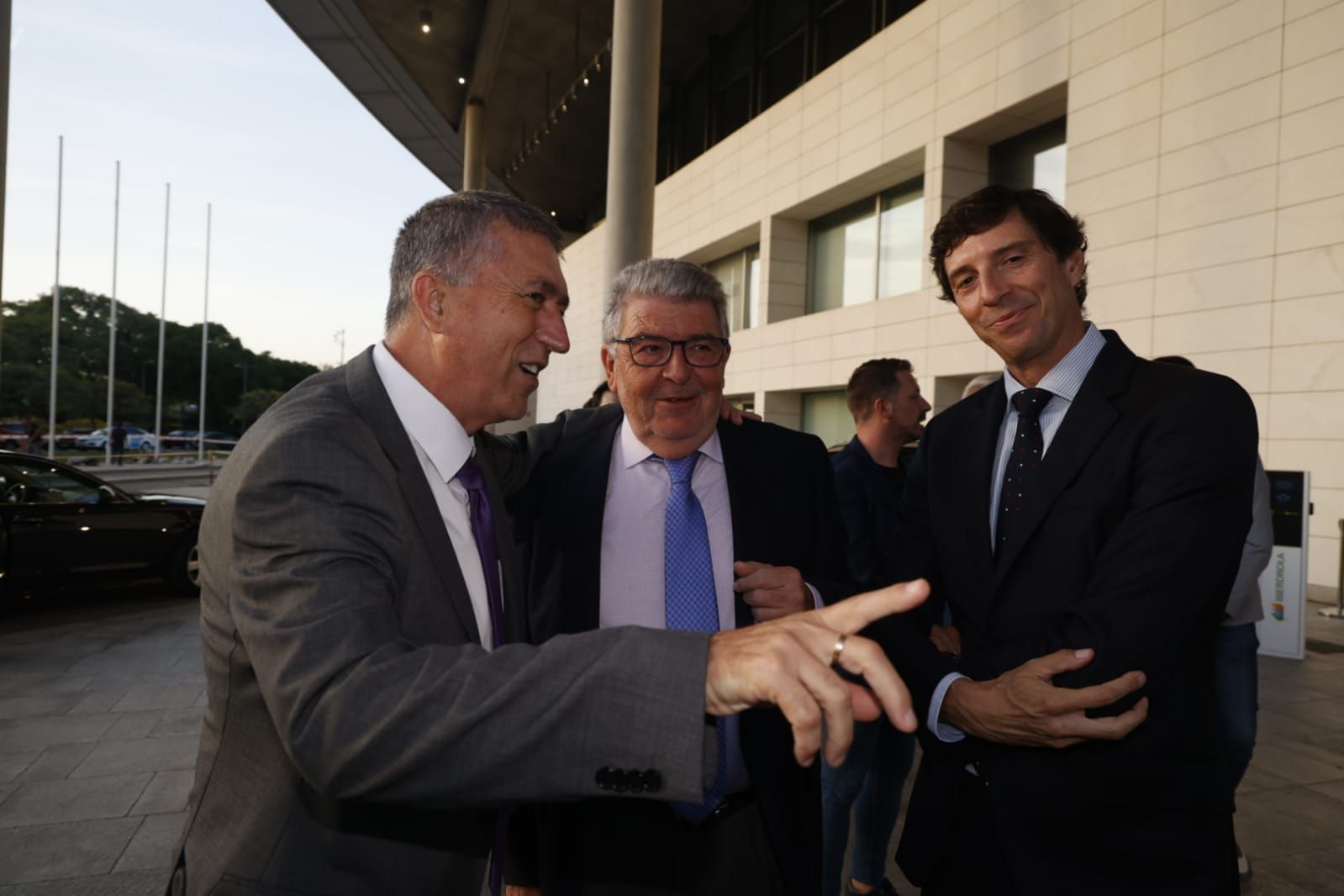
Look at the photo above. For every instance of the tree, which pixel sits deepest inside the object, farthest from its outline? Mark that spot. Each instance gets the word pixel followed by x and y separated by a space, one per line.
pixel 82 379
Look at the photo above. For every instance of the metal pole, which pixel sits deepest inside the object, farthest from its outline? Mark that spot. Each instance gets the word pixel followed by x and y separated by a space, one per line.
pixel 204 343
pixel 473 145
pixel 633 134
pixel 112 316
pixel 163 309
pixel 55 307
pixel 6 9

# # # #

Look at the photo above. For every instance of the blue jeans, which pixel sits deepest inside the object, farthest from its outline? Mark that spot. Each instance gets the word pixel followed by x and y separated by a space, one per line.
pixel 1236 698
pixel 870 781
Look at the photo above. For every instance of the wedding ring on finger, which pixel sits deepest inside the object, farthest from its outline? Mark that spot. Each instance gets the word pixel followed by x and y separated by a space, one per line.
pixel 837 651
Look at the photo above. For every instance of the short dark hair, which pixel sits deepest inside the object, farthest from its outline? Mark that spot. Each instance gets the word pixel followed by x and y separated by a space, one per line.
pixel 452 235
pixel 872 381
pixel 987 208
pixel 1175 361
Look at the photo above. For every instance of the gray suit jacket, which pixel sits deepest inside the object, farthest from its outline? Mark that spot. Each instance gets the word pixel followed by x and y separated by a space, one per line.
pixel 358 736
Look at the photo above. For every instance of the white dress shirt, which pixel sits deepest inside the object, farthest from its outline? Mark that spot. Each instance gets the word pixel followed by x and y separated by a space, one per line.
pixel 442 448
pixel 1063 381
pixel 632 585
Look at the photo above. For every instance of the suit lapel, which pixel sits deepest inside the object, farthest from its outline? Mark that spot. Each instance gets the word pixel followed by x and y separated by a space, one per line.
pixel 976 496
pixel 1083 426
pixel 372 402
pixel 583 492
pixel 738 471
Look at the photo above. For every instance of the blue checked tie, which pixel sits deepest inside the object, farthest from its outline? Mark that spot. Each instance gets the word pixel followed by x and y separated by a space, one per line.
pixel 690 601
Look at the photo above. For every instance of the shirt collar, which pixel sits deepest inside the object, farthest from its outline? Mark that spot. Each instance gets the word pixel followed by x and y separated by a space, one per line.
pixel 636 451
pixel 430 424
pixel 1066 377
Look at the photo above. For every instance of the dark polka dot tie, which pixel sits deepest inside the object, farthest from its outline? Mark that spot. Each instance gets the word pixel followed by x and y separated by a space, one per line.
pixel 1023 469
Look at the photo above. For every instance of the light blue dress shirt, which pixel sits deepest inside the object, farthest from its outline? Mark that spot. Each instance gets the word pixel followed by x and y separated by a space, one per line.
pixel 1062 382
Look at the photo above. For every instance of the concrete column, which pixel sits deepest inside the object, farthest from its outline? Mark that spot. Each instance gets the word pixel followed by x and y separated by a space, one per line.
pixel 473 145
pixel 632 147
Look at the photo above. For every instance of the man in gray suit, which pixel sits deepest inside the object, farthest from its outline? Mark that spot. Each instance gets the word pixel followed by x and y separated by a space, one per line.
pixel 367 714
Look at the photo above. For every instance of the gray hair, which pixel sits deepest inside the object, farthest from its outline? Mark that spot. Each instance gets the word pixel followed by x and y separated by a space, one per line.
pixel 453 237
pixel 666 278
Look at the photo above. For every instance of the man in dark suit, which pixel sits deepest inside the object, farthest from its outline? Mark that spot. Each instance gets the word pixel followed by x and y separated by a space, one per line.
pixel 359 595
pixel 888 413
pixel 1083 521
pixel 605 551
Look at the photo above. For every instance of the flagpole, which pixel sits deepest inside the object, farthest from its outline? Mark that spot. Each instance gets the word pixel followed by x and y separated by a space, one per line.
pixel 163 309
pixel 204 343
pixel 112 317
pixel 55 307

# # # #

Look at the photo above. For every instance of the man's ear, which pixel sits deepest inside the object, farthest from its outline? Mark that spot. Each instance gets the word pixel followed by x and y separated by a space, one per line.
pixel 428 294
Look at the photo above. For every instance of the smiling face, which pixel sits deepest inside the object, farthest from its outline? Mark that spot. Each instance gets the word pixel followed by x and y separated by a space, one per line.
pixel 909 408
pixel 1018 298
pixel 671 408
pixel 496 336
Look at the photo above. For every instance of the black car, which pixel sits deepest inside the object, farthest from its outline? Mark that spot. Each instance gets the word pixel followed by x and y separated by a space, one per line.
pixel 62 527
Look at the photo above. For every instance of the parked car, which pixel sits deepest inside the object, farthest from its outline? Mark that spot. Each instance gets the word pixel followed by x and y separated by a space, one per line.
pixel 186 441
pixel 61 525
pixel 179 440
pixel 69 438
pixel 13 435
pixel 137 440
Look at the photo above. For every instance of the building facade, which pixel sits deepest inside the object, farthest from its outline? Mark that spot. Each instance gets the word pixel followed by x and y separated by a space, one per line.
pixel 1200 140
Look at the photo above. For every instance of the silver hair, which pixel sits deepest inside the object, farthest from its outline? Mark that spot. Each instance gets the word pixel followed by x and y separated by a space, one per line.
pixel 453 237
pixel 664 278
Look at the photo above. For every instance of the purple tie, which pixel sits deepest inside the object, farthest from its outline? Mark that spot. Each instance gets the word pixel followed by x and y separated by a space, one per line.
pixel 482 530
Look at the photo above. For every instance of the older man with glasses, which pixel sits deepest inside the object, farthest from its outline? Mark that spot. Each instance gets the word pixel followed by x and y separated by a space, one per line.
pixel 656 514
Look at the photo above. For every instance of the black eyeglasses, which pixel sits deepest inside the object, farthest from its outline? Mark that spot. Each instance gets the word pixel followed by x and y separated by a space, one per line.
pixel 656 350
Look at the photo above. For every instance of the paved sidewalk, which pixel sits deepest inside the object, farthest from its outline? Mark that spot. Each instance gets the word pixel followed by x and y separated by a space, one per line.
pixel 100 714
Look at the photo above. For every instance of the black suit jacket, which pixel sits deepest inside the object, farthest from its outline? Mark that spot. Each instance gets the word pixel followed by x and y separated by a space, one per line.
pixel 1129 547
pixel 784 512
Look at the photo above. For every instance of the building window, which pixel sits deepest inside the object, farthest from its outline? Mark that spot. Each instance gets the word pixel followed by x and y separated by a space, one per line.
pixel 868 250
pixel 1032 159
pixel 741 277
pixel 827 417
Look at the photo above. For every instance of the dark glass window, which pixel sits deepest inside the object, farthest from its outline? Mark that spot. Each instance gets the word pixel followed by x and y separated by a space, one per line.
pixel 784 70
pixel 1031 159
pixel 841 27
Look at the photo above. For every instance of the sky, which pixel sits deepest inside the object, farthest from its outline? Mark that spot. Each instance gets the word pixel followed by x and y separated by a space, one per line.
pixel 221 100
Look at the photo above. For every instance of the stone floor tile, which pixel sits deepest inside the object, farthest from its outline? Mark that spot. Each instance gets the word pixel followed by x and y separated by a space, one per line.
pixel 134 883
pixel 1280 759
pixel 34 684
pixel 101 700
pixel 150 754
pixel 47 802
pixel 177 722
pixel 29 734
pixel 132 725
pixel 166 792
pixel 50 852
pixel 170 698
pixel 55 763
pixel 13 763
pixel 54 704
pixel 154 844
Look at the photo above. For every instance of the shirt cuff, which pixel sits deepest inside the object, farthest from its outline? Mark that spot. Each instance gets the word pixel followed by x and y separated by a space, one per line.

# # # #

> TASK TO CARRY OUT
Could you quote, word for word, the entries starting with the line that contains "Look at the photo above. For every instance of the parked" and going on through the line that contains "pixel 137 440"?

> THE COMPLETED TASK
Look at the photo above. For every instance of the parked car, which pixel sits deepest inside the object, farthest from its outline? Mark that spot. Each instance gets the word pixel followed by x and y separated by a space, one per line.
pixel 186 441
pixel 61 525
pixel 179 440
pixel 69 438
pixel 13 435
pixel 137 440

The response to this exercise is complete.